Stated exercise: Reproduce the listing below verbatim, everything from its first line down to the line containing "[496,167,948,640]", with both ends included.

Material supplied:

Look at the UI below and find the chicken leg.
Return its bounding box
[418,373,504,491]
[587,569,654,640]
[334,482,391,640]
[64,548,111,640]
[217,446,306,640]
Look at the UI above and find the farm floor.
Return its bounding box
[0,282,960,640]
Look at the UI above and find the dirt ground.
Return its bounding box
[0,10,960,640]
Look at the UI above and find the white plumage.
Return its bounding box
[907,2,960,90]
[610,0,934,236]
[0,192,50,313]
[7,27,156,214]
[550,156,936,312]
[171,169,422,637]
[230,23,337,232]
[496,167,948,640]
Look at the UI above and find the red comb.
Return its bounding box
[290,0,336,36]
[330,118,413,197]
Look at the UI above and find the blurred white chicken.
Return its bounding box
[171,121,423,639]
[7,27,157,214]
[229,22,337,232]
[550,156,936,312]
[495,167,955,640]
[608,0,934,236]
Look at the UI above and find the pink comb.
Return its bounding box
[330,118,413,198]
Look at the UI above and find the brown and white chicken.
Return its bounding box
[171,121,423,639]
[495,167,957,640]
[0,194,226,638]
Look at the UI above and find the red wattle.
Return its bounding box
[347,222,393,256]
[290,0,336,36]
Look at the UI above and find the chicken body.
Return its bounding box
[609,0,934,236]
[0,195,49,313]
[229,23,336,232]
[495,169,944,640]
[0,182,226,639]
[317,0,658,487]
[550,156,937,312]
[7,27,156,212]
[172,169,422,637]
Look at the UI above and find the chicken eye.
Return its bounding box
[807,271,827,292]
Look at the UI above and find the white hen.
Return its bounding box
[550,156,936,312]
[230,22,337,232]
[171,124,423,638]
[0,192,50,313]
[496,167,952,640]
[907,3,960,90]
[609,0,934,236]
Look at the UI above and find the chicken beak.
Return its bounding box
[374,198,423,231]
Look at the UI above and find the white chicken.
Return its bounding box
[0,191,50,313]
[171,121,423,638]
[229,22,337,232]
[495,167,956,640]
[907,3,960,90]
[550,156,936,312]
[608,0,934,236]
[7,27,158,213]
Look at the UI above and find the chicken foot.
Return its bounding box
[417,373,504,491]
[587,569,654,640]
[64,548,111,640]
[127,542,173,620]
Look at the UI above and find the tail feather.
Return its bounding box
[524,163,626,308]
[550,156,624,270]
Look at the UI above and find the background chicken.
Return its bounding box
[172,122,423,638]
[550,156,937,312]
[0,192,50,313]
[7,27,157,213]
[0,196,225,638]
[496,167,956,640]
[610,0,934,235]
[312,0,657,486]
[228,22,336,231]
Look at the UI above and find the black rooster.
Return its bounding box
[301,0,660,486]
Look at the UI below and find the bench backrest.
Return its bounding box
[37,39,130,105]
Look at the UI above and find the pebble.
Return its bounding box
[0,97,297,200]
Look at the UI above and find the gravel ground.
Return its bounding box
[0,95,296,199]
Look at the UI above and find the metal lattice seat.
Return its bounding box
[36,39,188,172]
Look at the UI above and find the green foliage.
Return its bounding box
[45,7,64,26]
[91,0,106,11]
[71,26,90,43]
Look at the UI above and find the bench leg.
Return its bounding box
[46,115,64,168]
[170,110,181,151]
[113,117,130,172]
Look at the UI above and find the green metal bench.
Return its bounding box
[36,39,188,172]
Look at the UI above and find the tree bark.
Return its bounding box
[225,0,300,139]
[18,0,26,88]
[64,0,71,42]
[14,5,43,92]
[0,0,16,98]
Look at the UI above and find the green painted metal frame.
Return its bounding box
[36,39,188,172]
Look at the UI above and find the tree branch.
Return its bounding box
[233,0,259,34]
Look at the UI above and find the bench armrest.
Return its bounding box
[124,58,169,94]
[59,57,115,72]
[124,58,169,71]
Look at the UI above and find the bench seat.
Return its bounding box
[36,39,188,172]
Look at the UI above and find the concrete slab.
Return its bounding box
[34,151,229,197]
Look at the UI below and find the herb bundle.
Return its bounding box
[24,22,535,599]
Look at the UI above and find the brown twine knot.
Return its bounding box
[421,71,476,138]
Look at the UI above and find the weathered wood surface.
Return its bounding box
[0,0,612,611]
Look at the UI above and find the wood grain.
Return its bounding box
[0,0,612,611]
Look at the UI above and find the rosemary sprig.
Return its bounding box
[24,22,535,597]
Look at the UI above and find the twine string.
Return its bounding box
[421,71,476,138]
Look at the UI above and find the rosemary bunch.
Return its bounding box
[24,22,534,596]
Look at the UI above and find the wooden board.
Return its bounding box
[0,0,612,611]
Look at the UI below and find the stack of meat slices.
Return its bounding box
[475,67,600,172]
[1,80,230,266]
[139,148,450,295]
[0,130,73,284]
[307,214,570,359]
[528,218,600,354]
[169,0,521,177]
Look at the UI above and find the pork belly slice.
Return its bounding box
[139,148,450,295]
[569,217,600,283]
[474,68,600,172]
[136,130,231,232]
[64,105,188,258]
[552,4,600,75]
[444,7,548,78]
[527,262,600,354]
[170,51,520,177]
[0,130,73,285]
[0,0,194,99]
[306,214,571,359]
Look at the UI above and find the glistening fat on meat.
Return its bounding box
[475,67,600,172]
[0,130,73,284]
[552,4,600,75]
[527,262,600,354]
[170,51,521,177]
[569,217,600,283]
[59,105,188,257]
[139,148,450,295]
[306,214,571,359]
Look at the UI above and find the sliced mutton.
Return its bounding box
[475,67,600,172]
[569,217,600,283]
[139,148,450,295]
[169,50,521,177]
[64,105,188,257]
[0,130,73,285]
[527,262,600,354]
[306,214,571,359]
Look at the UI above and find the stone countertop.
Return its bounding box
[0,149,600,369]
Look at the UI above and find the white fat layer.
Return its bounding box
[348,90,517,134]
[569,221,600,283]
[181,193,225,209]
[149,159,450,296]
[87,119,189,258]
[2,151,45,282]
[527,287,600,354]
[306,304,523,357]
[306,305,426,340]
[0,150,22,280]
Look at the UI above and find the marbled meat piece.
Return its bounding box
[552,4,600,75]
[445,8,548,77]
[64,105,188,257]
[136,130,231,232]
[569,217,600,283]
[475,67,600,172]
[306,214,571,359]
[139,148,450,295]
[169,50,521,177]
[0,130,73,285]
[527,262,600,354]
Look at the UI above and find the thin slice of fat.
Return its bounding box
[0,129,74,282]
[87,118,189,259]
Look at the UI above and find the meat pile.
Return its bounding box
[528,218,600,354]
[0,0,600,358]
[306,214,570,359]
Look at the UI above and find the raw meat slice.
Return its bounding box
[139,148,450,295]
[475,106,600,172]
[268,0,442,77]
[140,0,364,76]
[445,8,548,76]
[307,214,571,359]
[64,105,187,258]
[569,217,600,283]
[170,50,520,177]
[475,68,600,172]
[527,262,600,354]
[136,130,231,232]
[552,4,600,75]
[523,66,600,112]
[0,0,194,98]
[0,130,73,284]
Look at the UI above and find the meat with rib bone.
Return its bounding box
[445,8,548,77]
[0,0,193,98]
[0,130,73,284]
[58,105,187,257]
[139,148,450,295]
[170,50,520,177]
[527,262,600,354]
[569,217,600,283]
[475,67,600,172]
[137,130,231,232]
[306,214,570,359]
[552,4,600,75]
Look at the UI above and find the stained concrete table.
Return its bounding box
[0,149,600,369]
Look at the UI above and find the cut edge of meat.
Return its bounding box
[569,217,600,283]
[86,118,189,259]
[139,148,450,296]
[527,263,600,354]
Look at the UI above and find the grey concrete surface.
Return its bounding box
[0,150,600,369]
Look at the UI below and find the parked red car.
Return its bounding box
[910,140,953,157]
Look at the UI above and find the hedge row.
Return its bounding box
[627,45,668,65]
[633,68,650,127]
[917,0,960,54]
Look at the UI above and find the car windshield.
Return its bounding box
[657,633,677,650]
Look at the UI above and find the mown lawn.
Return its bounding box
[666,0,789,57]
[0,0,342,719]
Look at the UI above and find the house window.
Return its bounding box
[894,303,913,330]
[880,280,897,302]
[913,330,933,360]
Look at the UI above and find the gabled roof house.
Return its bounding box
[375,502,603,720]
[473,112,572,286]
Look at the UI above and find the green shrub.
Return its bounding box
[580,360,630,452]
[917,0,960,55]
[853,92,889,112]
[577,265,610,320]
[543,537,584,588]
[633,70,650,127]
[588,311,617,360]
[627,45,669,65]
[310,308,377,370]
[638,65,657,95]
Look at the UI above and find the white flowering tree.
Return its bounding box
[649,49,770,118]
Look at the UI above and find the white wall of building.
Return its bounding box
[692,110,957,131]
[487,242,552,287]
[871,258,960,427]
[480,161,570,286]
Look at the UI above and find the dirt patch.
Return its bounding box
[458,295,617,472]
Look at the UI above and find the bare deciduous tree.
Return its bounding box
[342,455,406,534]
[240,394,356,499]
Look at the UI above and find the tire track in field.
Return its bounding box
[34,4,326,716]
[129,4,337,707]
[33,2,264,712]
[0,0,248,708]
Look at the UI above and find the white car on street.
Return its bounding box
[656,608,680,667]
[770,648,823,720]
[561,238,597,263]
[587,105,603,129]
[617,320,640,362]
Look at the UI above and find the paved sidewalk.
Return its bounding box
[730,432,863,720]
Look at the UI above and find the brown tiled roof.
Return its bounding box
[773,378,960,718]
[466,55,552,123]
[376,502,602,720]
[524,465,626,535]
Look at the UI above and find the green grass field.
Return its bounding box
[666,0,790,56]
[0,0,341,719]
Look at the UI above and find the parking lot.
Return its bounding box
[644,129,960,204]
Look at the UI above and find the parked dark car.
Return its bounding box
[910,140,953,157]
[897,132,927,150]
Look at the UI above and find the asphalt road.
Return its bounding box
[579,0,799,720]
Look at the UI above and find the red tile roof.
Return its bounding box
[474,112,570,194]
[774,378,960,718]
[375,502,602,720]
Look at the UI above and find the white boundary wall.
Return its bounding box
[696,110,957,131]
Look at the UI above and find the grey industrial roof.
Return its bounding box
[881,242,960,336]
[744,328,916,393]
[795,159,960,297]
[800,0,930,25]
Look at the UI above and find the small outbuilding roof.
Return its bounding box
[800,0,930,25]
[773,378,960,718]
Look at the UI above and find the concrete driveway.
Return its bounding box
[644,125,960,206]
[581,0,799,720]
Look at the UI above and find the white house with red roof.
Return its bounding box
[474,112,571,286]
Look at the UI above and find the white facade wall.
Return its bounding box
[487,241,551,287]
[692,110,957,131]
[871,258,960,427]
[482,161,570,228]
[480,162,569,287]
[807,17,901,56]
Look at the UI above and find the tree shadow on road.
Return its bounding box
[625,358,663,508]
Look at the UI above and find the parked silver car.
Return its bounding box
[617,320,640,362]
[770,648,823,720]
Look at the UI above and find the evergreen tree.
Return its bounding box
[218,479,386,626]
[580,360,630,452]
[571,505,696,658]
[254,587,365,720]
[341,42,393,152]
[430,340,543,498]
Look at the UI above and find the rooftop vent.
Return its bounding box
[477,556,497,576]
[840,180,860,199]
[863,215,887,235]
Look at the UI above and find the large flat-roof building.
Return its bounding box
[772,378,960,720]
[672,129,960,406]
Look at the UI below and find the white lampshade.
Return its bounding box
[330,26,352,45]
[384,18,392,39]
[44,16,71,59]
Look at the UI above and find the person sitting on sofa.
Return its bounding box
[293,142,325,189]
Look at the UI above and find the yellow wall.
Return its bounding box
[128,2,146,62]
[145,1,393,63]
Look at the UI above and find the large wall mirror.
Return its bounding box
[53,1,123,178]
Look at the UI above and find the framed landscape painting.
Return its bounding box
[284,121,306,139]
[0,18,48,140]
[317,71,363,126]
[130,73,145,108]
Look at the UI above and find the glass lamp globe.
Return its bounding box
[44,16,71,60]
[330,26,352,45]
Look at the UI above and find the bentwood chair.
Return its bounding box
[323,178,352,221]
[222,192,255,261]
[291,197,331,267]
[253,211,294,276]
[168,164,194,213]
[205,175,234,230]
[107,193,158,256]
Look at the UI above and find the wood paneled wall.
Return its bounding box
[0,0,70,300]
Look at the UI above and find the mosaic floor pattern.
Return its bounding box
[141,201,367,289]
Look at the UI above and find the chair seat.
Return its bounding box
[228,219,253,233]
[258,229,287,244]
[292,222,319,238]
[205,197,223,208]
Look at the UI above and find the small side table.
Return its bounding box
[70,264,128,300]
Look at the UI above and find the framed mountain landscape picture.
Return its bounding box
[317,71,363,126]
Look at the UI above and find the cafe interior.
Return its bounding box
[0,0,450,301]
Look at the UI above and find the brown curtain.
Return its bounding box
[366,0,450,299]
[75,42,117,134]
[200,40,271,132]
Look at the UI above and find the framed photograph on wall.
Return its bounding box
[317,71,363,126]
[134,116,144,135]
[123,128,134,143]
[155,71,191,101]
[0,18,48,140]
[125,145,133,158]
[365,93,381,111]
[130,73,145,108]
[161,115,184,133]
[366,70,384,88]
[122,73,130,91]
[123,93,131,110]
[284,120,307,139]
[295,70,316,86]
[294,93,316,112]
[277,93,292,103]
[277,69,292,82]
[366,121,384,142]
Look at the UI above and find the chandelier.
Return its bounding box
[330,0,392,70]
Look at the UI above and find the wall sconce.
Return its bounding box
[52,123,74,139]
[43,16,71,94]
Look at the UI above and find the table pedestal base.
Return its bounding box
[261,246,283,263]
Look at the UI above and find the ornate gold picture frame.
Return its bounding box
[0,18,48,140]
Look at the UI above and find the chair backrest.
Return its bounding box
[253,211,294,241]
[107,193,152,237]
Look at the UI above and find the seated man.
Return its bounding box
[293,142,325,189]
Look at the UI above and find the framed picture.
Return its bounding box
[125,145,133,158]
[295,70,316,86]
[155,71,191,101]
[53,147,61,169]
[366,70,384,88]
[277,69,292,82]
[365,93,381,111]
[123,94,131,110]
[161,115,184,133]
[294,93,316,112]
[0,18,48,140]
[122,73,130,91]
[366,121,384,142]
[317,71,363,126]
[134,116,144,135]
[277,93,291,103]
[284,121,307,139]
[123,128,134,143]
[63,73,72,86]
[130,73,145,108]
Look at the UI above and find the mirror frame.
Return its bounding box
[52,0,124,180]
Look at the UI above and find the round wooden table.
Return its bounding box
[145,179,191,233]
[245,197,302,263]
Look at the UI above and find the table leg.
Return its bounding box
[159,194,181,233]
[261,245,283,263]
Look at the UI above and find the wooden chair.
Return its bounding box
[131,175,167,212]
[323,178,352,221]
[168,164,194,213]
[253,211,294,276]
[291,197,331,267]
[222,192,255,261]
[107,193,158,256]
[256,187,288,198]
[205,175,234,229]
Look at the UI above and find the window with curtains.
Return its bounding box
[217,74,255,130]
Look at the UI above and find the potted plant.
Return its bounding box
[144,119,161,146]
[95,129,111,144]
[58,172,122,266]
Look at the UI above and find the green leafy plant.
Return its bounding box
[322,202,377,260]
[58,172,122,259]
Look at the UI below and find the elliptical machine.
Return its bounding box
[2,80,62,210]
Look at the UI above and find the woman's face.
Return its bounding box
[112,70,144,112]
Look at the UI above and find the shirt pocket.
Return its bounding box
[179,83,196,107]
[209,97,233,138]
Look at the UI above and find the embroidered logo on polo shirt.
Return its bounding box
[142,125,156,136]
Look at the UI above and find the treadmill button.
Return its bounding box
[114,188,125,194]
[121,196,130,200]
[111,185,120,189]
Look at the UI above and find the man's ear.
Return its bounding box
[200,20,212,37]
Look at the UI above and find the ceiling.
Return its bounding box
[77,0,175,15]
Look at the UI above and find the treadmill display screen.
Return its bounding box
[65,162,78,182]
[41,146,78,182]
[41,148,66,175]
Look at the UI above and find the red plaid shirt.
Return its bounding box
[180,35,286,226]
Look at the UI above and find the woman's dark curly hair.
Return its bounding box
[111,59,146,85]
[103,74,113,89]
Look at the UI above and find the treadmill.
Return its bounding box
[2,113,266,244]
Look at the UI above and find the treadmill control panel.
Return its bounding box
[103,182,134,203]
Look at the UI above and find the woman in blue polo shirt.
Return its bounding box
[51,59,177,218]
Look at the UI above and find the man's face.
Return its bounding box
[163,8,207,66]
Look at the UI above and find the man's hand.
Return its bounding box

Correct answer:
Look at the UI below and find the chicken leg.
Return its bounding box
[418,373,504,491]
[587,569,654,640]
[334,482,391,640]
[64,548,111,640]
[217,446,306,640]
Look at the UI above and find the farm floor.
Return its bounding box
[0,282,960,640]
Look at the UI above and find the dirt ground.
Return its bounding box
[0,10,960,640]
Look at the UI above and find the white plumage.
Return its bounding box
[907,2,960,90]
[610,0,934,236]
[0,192,50,313]
[7,27,156,214]
[550,156,936,312]
[171,169,422,637]
[230,23,337,232]
[496,167,948,640]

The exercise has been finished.